start SUPPLIED INFORMATION
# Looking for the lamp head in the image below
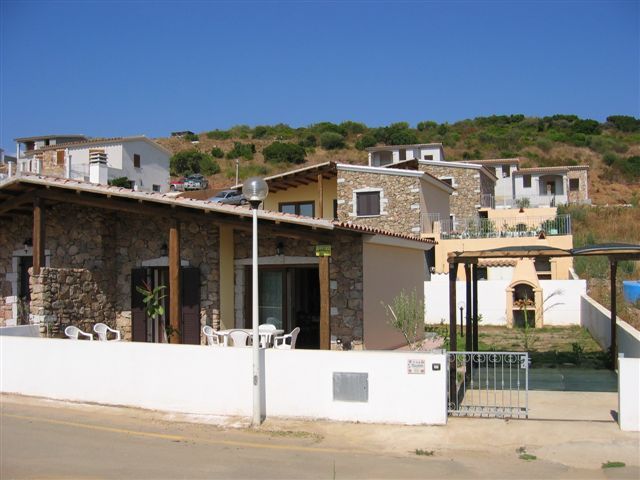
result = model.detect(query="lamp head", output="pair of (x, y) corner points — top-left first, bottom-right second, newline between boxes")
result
(242, 177), (269, 208)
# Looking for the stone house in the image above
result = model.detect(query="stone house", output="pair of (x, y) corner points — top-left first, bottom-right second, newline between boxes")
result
(418, 160), (497, 224)
(0, 175), (435, 349)
(252, 160), (454, 237)
(15, 135), (171, 192)
(367, 143), (445, 167)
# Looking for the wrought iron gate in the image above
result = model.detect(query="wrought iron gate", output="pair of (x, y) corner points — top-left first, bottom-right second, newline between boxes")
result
(447, 352), (529, 418)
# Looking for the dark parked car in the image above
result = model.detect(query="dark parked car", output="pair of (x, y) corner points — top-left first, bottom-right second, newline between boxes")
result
(184, 173), (209, 190)
(209, 190), (247, 205)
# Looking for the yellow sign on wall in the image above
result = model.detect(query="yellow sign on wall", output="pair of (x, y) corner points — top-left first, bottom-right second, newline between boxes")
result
(316, 245), (331, 257)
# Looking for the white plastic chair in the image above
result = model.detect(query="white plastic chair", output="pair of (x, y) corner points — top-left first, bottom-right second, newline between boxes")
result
(273, 327), (300, 350)
(64, 325), (93, 340)
(202, 325), (224, 347)
(229, 330), (249, 347)
(258, 323), (277, 348)
(93, 323), (122, 342)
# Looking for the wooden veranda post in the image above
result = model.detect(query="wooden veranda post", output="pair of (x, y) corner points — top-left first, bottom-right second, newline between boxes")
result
(316, 173), (324, 218)
(449, 262), (458, 404)
(464, 263), (473, 352)
(169, 220), (182, 343)
(318, 257), (331, 350)
(609, 259), (618, 370)
(33, 197), (45, 275)
(471, 264), (478, 352)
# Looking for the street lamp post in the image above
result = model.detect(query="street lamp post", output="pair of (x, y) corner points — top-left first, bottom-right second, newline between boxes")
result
(458, 302), (465, 337)
(242, 177), (269, 426)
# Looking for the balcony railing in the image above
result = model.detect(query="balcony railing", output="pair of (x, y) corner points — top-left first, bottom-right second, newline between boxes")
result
(490, 194), (569, 208)
(420, 213), (440, 233)
(440, 214), (571, 240)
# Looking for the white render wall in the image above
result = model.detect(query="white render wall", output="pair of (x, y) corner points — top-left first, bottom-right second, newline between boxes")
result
(618, 357), (640, 432)
(0, 336), (447, 424)
(120, 140), (169, 192)
(424, 275), (587, 325)
(580, 293), (640, 358)
(69, 140), (169, 192)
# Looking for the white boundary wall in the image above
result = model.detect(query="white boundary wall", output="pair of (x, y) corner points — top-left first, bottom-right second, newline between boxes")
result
(580, 295), (640, 358)
(618, 357), (640, 432)
(0, 325), (40, 338)
(0, 337), (447, 424)
(424, 277), (587, 325)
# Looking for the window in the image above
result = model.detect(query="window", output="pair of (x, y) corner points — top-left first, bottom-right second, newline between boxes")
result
(533, 258), (551, 280)
(278, 202), (316, 217)
(440, 178), (453, 187)
(356, 192), (380, 217)
(476, 266), (489, 280)
(569, 178), (580, 192)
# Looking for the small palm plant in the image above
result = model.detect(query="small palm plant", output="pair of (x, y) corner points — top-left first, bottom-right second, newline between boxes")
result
(136, 281), (178, 343)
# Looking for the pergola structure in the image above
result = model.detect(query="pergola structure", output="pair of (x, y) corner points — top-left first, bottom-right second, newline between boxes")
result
(447, 243), (640, 394)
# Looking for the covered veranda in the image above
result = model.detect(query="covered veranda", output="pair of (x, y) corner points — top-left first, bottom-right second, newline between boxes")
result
(447, 243), (640, 390)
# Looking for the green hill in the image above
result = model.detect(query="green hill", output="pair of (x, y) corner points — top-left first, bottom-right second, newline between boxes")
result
(157, 115), (640, 204)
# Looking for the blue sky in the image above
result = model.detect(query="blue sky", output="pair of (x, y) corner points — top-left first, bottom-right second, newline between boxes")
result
(0, 0), (640, 153)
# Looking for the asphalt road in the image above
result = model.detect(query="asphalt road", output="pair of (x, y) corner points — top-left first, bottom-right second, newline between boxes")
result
(0, 397), (638, 479)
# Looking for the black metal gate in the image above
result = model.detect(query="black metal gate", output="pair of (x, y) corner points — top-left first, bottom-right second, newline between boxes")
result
(447, 352), (529, 418)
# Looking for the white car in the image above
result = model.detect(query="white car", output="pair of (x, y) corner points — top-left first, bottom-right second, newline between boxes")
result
(209, 190), (247, 205)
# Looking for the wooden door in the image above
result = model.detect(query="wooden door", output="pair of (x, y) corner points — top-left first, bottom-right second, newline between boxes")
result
(131, 268), (147, 342)
(180, 267), (200, 345)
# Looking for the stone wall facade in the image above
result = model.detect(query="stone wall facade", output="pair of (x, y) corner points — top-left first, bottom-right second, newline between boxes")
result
(337, 170), (421, 236)
(567, 168), (589, 203)
(29, 267), (117, 337)
(0, 205), (220, 339)
(234, 231), (364, 349)
(419, 164), (494, 219)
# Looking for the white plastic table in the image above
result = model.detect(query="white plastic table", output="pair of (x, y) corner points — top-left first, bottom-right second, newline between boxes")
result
(213, 328), (284, 348)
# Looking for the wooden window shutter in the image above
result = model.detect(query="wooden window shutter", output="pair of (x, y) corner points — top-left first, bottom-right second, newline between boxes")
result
(180, 267), (200, 345)
(356, 192), (380, 215)
(131, 268), (147, 342)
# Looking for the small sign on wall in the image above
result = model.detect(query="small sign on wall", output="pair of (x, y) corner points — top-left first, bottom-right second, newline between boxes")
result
(316, 245), (331, 257)
(407, 358), (425, 375)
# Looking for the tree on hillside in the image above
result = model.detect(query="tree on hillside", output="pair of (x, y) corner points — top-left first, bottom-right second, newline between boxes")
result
(262, 142), (306, 163)
(169, 150), (220, 176)
(320, 132), (345, 150)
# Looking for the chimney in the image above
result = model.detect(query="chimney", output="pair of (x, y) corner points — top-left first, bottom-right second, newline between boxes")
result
(89, 150), (109, 185)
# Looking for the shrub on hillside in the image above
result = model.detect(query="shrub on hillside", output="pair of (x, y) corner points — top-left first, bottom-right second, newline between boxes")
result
(339, 121), (367, 135)
(206, 130), (231, 140)
(262, 142), (306, 163)
(184, 133), (200, 142)
(607, 115), (640, 132)
(416, 120), (438, 132)
(227, 142), (256, 160)
(356, 134), (378, 150)
(320, 131), (345, 150)
(169, 150), (211, 176)
(200, 154), (220, 175)
(299, 133), (318, 148)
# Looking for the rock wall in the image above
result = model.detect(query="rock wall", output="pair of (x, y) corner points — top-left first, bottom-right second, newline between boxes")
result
(29, 267), (117, 338)
(0, 205), (220, 339)
(234, 231), (363, 349)
(337, 170), (420, 236)
(420, 164), (482, 219)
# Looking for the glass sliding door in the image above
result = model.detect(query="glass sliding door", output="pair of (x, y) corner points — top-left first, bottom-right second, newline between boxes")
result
(258, 269), (286, 329)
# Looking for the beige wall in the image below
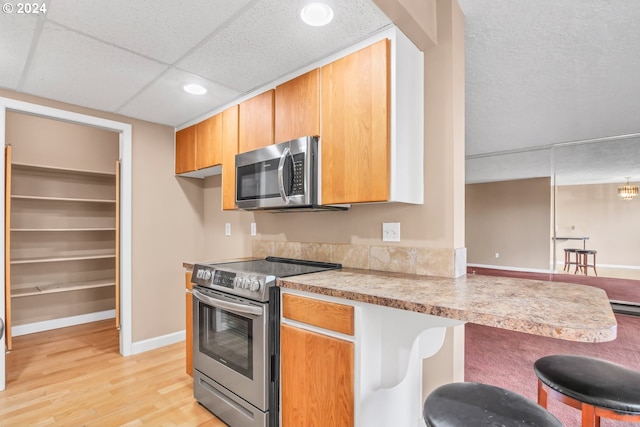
end SUPPLIED INFORMATION
● **STATED EXERCISE**
Gather every line in the entries above that contains the string "plastic".

● **FULL SOLUTION**
# Looking for the white plastic chair in the image above
result = model.detect(query="white plastic chair", output="pair of (x, y) corner points — top-left first, bottom-right second, newline between boxes")
# Looking for the white plastic table in the image above
result = model.detect(query="white plastic table", output="pair of (x, y) corner points — top-left first, bottom-right second, newline between boxes")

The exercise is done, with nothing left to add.